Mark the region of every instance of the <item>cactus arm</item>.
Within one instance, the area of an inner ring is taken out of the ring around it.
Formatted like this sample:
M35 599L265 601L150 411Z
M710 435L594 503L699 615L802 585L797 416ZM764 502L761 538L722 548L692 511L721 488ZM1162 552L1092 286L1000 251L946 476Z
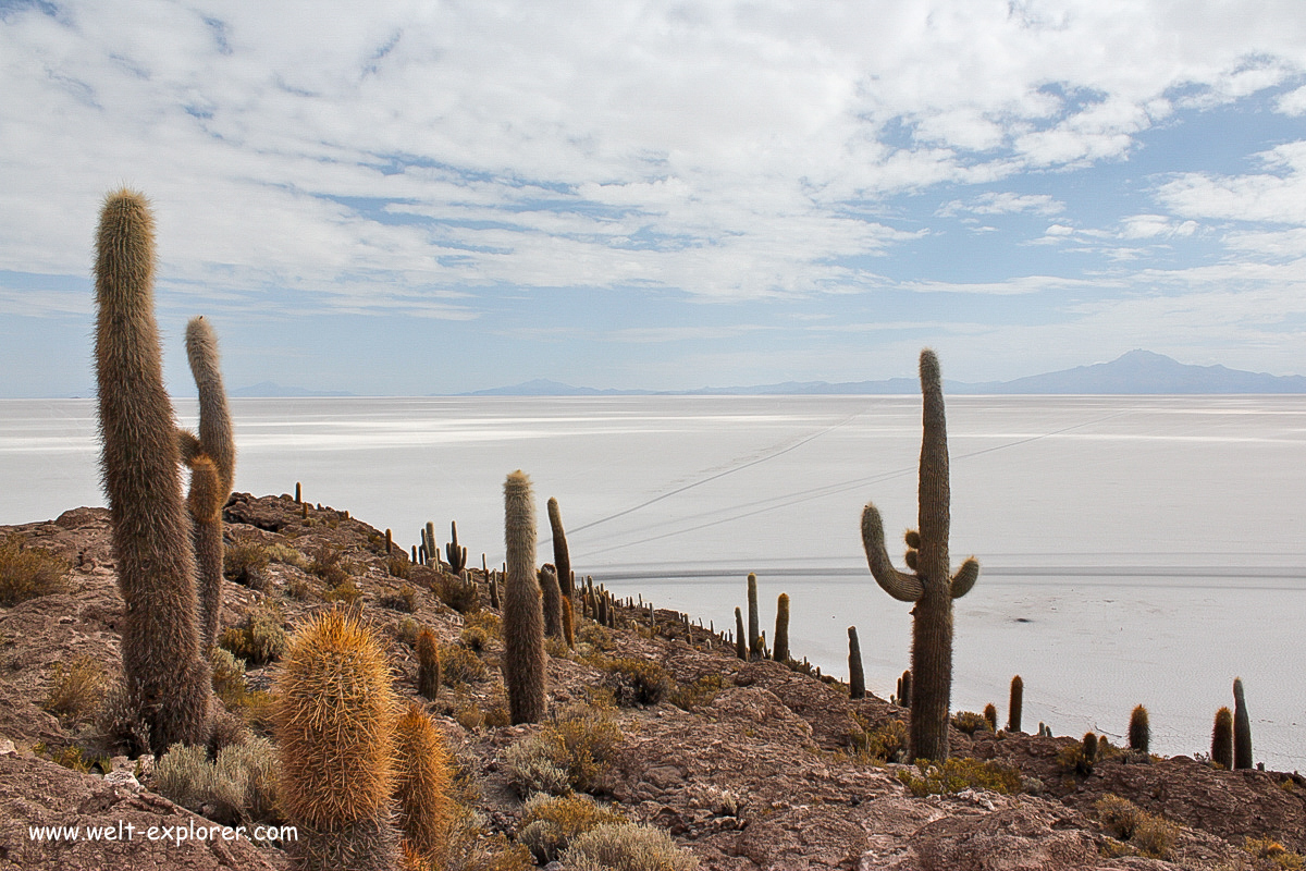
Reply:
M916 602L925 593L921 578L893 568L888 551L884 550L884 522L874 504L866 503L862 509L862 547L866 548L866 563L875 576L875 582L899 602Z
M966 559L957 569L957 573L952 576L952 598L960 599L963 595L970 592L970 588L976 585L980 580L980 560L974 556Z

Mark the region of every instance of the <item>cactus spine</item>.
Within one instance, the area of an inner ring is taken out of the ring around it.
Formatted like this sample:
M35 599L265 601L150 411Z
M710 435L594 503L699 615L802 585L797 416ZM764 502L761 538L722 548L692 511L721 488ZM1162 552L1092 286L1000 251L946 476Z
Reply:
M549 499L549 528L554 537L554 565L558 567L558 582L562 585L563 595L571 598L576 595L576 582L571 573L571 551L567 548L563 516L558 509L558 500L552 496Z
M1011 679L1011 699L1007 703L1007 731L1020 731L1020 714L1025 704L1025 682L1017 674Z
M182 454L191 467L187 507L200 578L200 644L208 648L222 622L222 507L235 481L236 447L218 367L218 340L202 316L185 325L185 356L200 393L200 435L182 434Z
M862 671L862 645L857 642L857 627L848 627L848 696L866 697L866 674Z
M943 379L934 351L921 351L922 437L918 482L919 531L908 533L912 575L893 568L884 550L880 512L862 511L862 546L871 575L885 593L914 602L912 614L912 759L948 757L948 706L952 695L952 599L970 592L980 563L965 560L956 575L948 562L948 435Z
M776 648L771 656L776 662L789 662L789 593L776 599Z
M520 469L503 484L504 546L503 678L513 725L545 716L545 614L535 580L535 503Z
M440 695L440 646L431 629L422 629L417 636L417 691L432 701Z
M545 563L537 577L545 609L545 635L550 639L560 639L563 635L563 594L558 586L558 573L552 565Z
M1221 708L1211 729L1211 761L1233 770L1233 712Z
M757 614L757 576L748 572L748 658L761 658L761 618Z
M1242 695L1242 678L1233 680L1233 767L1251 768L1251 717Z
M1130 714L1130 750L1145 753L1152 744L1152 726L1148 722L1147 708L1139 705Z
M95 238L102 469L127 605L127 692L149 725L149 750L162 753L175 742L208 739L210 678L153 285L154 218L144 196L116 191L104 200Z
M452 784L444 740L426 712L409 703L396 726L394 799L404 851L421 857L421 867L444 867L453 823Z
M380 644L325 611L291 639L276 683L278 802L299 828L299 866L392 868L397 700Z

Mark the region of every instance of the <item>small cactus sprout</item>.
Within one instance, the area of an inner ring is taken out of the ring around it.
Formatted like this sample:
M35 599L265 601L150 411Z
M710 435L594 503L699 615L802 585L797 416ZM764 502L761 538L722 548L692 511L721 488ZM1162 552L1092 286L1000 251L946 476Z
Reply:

══════════

→ **WORK TO BE COMPLETED**
Please reproduce the entries from the very start up to and including the line with "M966 559L957 569L957", swapping "instance" for "occurrence" and leaving everything else the same. Omit the pictures.

→ **FINAL RESULT**
Mark the region of every occurrence of the <item>cactus arm</item>.
Within one occurrence, the area of an inner ring is taken out of the ring around it.
Formatted like this sample:
M35 599L265 601L150 411Z
M710 435L594 503L699 615L802 585L797 416ZM764 502L761 538L722 548L692 511L721 488ZM1162 552L1092 286L1000 251L946 476Z
Reply:
M916 602L925 593L921 578L893 568L888 551L884 550L884 522L874 504L866 503L862 509L862 547L866 548L866 563L875 576L875 582L899 602Z
M966 559L957 569L957 573L952 576L952 598L960 599L963 595L970 592L970 588L976 585L980 580L980 560L974 556Z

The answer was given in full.